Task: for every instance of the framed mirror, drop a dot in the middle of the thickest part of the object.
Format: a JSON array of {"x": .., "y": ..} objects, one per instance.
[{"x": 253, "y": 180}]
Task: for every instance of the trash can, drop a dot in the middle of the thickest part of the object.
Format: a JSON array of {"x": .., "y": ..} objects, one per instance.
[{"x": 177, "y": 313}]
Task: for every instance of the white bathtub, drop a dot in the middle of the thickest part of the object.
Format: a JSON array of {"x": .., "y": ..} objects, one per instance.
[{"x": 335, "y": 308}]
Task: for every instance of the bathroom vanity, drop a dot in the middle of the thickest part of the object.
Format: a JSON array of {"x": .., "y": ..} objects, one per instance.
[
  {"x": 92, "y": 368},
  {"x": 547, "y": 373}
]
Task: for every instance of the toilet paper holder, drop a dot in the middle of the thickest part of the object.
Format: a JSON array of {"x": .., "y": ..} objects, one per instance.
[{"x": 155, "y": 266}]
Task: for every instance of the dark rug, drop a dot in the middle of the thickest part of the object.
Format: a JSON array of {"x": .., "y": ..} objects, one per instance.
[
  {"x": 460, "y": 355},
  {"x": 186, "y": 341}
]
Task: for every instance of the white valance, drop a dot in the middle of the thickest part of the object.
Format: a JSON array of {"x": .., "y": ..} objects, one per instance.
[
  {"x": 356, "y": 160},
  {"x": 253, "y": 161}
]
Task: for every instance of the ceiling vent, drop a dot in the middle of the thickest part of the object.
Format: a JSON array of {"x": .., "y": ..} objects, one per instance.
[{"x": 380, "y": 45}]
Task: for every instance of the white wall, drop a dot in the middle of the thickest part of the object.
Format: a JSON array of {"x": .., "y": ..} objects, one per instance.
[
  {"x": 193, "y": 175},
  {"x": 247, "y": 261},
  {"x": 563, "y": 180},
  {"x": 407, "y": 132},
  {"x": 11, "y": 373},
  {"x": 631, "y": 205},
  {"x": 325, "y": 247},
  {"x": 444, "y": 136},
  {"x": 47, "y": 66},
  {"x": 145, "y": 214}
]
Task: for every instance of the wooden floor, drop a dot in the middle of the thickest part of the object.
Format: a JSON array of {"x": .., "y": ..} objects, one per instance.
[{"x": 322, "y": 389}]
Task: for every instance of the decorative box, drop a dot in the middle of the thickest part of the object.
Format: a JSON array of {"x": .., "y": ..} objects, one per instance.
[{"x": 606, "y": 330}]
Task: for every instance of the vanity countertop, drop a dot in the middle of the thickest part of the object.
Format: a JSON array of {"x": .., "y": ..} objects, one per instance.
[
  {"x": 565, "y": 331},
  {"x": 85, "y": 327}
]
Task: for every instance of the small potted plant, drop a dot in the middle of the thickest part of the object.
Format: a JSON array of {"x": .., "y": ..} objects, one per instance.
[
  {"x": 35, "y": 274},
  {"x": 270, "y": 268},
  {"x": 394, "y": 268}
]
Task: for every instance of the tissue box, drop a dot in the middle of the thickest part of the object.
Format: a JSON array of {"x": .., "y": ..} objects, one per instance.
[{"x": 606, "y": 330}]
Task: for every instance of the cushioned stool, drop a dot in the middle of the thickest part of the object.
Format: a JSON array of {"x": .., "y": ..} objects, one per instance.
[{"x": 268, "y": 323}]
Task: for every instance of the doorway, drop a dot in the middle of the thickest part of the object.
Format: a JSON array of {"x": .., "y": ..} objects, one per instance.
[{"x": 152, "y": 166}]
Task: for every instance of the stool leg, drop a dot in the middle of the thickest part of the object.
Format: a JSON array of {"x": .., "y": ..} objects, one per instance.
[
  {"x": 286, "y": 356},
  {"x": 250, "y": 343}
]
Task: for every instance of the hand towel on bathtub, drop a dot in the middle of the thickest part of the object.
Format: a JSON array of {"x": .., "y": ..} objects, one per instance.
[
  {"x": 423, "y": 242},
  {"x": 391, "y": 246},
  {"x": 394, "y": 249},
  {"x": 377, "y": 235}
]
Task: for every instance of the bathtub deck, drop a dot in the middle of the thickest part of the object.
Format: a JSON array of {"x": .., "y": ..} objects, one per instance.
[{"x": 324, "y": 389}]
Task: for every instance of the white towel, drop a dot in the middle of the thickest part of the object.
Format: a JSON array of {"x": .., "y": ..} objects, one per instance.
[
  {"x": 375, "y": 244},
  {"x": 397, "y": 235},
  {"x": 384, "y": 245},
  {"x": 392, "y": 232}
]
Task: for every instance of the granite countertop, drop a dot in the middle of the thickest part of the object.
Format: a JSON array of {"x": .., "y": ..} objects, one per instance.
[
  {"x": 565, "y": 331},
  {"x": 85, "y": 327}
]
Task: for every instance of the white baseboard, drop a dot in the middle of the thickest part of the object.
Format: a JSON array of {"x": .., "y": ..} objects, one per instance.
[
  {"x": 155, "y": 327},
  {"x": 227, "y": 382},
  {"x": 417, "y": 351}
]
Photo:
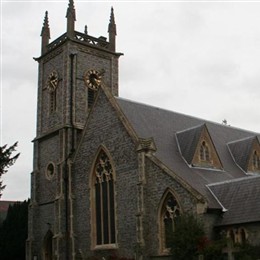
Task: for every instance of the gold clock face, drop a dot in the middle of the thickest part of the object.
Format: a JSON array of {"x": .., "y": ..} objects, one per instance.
[
  {"x": 52, "y": 81},
  {"x": 92, "y": 79}
]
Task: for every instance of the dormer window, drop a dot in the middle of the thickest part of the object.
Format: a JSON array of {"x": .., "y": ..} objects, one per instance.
[
  {"x": 204, "y": 152},
  {"x": 246, "y": 153},
  {"x": 198, "y": 149},
  {"x": 256, "y": 161}
]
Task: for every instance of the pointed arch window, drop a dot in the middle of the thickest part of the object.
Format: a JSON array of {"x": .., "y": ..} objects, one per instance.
[
  {"x": 204, "y": 152},
  {"x": 104, "y": 205},
  {"x": 170, "y": 210},
  {"x": 53, "y": 100},
  {"x": 256, "y": 161}
]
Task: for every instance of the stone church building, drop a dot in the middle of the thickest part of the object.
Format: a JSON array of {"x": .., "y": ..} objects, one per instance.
[{"x": 110, "y": 175}]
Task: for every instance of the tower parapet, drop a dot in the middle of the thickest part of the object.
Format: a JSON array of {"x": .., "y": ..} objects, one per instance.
[
  {"x": 45, "y": 34},
  {"x": 71, "y": 18},
  {"x": 112, "y": 31}
]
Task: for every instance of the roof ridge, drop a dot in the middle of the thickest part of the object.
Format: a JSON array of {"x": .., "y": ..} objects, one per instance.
[
  {"x": 233, "y": 180},
  {"x": 188, "y": 116}
]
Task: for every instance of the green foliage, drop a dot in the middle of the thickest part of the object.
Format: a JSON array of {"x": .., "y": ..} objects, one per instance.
[
  {"x": 188, "y": 240},
  {"x": 6, "y": 160},
  {"x": 13, "y": 232}
]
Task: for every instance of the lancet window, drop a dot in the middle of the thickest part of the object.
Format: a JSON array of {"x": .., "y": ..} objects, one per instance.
[
  {"x": 170, "y": 210},
  {"x": 104, "y": 201},
  {"x": 204, "y": 152},
  {"x": 256, "y": 161}
]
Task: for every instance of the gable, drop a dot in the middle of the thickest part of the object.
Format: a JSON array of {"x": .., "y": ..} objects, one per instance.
[
  {"x": 241, "y": 199},
  {"x": 198, "y": 149},
  {"x": 163, "y": 125},
  {"x": 246, "y": 153}
]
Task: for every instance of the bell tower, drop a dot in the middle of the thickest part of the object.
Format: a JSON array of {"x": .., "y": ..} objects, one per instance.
[{"x": 70, "y": 71}]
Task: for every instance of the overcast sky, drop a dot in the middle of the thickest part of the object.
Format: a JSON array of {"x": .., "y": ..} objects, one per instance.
[{"x": 200, "y": 58}]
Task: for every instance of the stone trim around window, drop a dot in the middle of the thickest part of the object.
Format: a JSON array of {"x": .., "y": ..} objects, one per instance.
[{"x": 103, "y": 213}]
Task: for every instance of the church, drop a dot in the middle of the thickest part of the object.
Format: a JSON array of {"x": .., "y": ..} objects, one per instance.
[{"x": 110, "y": 175}]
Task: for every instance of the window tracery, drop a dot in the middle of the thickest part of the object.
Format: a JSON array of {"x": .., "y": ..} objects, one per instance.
[
  {"x": 169, "y": 212},
  {"x": 104, "y": 201},
  {"x": 204, "y": 152},
  {"x": 256, "y": 161}
]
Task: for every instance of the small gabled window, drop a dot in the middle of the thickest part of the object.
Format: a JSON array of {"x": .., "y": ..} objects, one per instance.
[
  {"x": 204, "y": 152},
  {"x": 256, "y": 161}
]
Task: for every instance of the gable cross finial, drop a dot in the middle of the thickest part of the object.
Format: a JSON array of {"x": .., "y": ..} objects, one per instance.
[
  {"x": 112, "y": 31},
  {"x": 45, "y": 34},
  {"x": 71, "y": 18}
]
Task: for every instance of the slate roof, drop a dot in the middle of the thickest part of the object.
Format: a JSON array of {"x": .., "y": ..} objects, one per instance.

◇ ◇ ◇ ◇ ◇

# Stated goal:
Write out only what runs from the line holding "Task: for every instance of the bell" through the last line of the records, exactly as shown.

# Solution to this exercise:
Task: for every instance of the bell tower, drop a dot in the middle of the thickest part of the object.
Format: a JSON array of {"x": .., "y": ..} objects, one per instance.
[{"x": 70, "y": 71}]
Task: for every instance of the overcast sky, drop a dot in the middle of the thickest part of the object.
Format: a JSON array of {"x": .., "y": ..} objects, one per instance.
[{"x": 200, "y": 58}]
Task: for every instance of the stone trim around window, drop a dot in the middle of the thickest part of the object.
Format: a JSON array of {"x": .., "y": ..} objects, one per instance.
[{"x": 103, "y": 213}]
Task: for every instance of the church, drop a dot in the middle of the thickest part of the object.
Format: a JSON array of {"x": .., "y": ..} objects, one per instance.
[{"x": 110, "y": 175}]
Task: for every instance of the window tracery, drop a dot in the middle of the thickest part of the object.
Format: a JSON array of {"x": .., "y": ..} objects, one per instance.
[
  {"x": 169, "y": 212},
  {"x": 104, "y": 201},
  {"x": 204, "y": 152},
  {"x": 256, "y": 161}
]
Task: for every instance of the small gabled window, drop a dot in the middle of the thickest part of the object.
Format: a JSON array of {"x": .., "y": ..} objects, one per instance.
[
  {"x": 204, "y": 152},
  {"x": 256, "y": 161}
]
Task: for every instance of the gable cross finial, drop a dot in the middle of the thickest part of the object.
Format: a JSON array of {"x": .., "y": ..} objects, one per instance.
[
  {"x": 112, "y": 31},
  {"x": 45, "y": 34},
  {"x": 71, "y": 18}
]
Task: for every instance of the slate roof, drop a dot in the middle of the thickest part of the object.
Format: a JSON array of {"x": .., "y": ..} objects, one per instance.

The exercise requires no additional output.